Format every line of the material below as a JSON list of strings, one string per line, omitting any blank lines.
-- start Items --
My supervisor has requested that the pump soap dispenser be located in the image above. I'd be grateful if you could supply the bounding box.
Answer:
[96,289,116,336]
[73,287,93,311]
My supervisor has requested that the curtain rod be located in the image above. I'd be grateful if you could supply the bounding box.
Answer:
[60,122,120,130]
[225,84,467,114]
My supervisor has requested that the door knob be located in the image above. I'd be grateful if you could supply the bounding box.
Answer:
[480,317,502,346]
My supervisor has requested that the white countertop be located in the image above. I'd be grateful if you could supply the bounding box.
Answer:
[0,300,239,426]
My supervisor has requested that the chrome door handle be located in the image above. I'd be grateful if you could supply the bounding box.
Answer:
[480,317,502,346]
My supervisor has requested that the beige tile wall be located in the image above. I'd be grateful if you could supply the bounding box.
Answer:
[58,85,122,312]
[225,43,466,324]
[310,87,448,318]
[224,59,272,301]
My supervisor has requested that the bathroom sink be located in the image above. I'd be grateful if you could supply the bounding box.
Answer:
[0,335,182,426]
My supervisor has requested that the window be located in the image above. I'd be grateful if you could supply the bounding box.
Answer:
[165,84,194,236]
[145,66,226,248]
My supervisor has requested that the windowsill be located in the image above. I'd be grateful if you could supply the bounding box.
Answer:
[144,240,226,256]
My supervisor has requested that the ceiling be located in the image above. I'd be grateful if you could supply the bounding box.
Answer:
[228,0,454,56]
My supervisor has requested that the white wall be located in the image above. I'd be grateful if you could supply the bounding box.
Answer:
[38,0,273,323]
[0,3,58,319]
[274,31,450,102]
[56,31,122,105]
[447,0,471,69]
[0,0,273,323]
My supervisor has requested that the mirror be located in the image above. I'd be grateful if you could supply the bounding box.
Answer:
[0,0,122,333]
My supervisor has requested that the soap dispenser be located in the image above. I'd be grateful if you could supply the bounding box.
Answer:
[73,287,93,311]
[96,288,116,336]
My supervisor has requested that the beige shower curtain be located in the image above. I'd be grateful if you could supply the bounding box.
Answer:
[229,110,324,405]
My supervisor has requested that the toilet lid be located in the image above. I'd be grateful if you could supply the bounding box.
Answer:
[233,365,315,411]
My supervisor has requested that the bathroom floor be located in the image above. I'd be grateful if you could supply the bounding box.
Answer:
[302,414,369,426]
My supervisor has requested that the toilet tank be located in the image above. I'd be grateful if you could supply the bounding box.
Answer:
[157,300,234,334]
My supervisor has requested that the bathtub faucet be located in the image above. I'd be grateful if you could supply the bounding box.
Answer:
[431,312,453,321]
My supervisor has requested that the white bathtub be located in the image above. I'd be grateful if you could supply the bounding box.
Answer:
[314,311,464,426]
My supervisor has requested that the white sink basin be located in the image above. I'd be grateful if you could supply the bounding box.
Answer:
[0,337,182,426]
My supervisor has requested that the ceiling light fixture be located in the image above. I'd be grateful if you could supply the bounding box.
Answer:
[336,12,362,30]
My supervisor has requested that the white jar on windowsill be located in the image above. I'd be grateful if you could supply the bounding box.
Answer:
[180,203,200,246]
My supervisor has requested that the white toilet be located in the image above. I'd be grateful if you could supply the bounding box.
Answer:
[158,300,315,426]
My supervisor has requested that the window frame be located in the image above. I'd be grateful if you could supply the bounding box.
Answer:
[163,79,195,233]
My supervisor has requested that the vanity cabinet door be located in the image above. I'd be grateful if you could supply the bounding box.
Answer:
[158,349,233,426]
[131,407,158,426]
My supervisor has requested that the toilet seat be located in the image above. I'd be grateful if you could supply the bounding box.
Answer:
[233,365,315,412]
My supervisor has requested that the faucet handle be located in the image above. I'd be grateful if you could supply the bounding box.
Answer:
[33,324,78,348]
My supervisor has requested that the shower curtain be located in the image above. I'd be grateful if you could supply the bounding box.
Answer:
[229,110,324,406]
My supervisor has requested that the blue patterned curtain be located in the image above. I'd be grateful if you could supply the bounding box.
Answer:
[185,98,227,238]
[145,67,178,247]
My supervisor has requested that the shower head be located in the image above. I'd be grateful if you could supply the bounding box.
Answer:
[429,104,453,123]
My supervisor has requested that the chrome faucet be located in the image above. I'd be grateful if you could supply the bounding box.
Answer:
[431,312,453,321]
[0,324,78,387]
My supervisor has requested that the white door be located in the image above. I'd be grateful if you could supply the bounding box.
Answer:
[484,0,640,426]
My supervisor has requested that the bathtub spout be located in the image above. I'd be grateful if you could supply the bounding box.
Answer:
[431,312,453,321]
-- end Items --
• **Solution for this exercise**:
[
  "My supervisor has requested that the pump soap dispenser be located in the image above. I'd be grateful if you could supply the bounding box.",
  "Answer:",
  "[96,289,116,336]",
  "[73,287,93,311]",
  "My supervisor has requested that the curtain rod be located in the image above. I'd be grateful if you could supply the bounding box.",
  "Answer:",
  "[60,122,120,130]",
  "[225,84,467,114]",
  "My supervisor has requested that the door knob be located in the image above. I'd be grateful if you could supply the bounding box.",
  "Answer:",
  "[480,317,502,346]",
  "My supervisor has requested that the white countertop be located in the image above. I'd be grateful if you could supply the bounding box.",
  "Answer:",
  "[0,300,239,426]",
  "My supervisor has requested that the chrome door handle be located in the image above. I'd be grateful if you could supply the bounding box.",
  "Answer:",
  "[480,317,502,346]",
  "My supervisor has requested that the beige tile wall be located in the image above. I'd be grateful if you could supply the bounding box.",
  "Answer:",
  "[58,85,122,312]",
  "[225,43,466,324]",
  "[310,87,448,318]",
  "[224,59,272,301]",
  "My supervisor has requested that the bathroom sink be located in the image above. I'd be grateful if you could supply the bounding box.",
  "Answer:",
  "[0,335,182,426]",
  "My supervisor has requested that the window be located in the image above. I'd be grateful if you could supply the bounding box.",
  "Answer:",
  "[165,84,194,236]",
  "[145,66,226,248]",
  "My supervisor has requested that the windowsill be located in the image above. I'd be grateful if you could supply the bounding box.",
  "Answer:",
  "[144,240,226,256]",
  "My supervisor has requested that the ceiling be located in the image above. I'd be grateful if you could supply the bounding box.",
  "Answer:",
  "[228,0,454,56]",
  "My supervisor has requested that the white wall be located in the image above. I'd be grateful if you could supply the bounding box.",
  "Answer:",
  "[38,0,273,323]",
  "[0,3,58,319]",
  "[274,31,450,102]",
  "[56,31,122,105]",
  "[447,0,471,69]",
  "[0,0,273,323]",
  "My supervisor has requested that the mirror be located in the image above. I'd be grateful if you could supply the bounding box.",
  "Answer:",
  "[0,0,122,333]",
  "My supervisor has requested that the soap dispenser be located in the image above. I'd be grateful if you could supply the bounding box.",
  "Answer:",
  "[73,287,93,311]",
  "[96,288,116,336]",
  "My supervisor has requested that the beige shower curtain be located in the image above. I'd be grateful if you could supply the bounding box.",
  "Answer:",
  "[229,110,324,405]",
  "My supervisor has requested that the toilet lid be located in the image above. I'd be grateful if you could supply the bounding box.",
  "Answer:",
  "[233,365,315,411]",
  "My supervisor has requested that the bathroom floor be located in the image above. I'd be grateful if you could supply the bounding box.",
  "Answer:",
  "[302,414,369,426]",
  "My supervisor has requested that the toilet tank be located in the image above. I'd be grateful if you could supply the bounding box.",
  "Answer:",
  "[157,300,234,334]",
  "My supervisor has requested that the bathtub faucet be located in the image above. I'd be grateful if you could supply the bounding box.",
  "Answer:",
  "[431,312,453,321]",
  "My supervisor has requested that the white bathtub be located in the image above. I'd be grateful if you could supply the bounding box.",
  "Answer:",
  "[314,311,464,426]",
  "My supervisor has requested that the white sink basin be located in the image above. I'd be grateful if you could supply the bounding box.",
  "Answer:",
  "[0,337,182,426]",
  "My supervisor has requested that the ceiling light fixture be located in the image above. I'd be grateful if you could supply the bounding box.",
  "Answer:",
  "[336,12,362,30]",
  "My supervisor has requested that the white jar on windowsill be located in the image above. I'd be grateful if you could supply the bounding box.",
  "Answer:",
  "[180,203,200,246]",
  "My supervisor has requested that the white toilet be located in the image above. I'd be grateful if you could supply the bounding box.",
  "Answer:",
  "[158,300,315,426]",
  "My supervisor has requested that the window frame be located in the image above. I'd be grateful if you could supply the bounding box.",
  "Answer:",
  "[163,79,195,233]",
  "My supervisor has requested that the vanity cabinet door be located in the image above. I'd be grateful if you could supply the bounding box.",
  "Answer:",
  "[158,349,233,426]",
  "[131,407,158,426]",
  "My supervisor has requested that the toilet seat be located in the image above. I'd be grateful if you could supply the bounding box.",
  "Answer:",
  "[233,365,315,412]",
  "My supervisor has requested that the faucet handle be located in the image above. I'd be grateful if you could supply the bounding box.",
  "Answer:",
  "[33,324,78,348]",
  "My supervisor has requested that the shower curtain be located in the image above. I'd be grateful if you could supply the bounding box.",
  "Answer:",
  "[229,110,324,406]",
  "My supervisor has requested that the blue patterned curtain be located in the image above. I'd be grateful if you could supply the bounding box.",
  "Answer:",
  "[185,98,227,238]",
  "[145,67,178,247]",
  "My supervisor has requested that the shower head be located in the image above. I'd be grateful if you could supply the bounding box.",
  "Answer:",
  "[429,104,453,123]",
  "My supervisor has requested that the chrome faucet be located in the image above. I'd be grateful if you could supply the bounding box.",
  "Answer:",
  "[431,312,453,321]",
  "[0,324,78,387]",
  "My supervisor has requested that the white door be located in the image above. I'd be grateful if you could supply the bounding box.",
  "Answer:",
  "[484,0,640,426]",
  "My supervisor has requested that the bathtub spout be located in the image above. I'd be grateful if you could supply the bounding box.",
  "Answer:",
  "[431,312,453,321]"
]